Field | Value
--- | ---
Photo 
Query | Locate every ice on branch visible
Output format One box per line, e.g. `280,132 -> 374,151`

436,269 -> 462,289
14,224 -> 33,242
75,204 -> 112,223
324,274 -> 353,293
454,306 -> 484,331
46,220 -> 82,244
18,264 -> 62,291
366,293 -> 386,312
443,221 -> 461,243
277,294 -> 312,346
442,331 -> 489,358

-=-=-

EXERCISE INSTRUCTIONS » Retype every entry, keeping each character as it was.

ANSWER AREA »
Field | Value
--- | ---
Photo 
Query | Locate every ice on branch visible
Output format One box per line, e.g. `280,132 -> 374,151`

436,269 -> 462,289
14,224 -> 33,242
75,204 -> 112,223
324,274 -> 353,293
454,306 -> 484,331
46,220 -> 82,244
18,264 -> 62,291
366,293 -> 386,312
443,221 -> 461,243
277,294 -> 312,346
442,331 -> 489,358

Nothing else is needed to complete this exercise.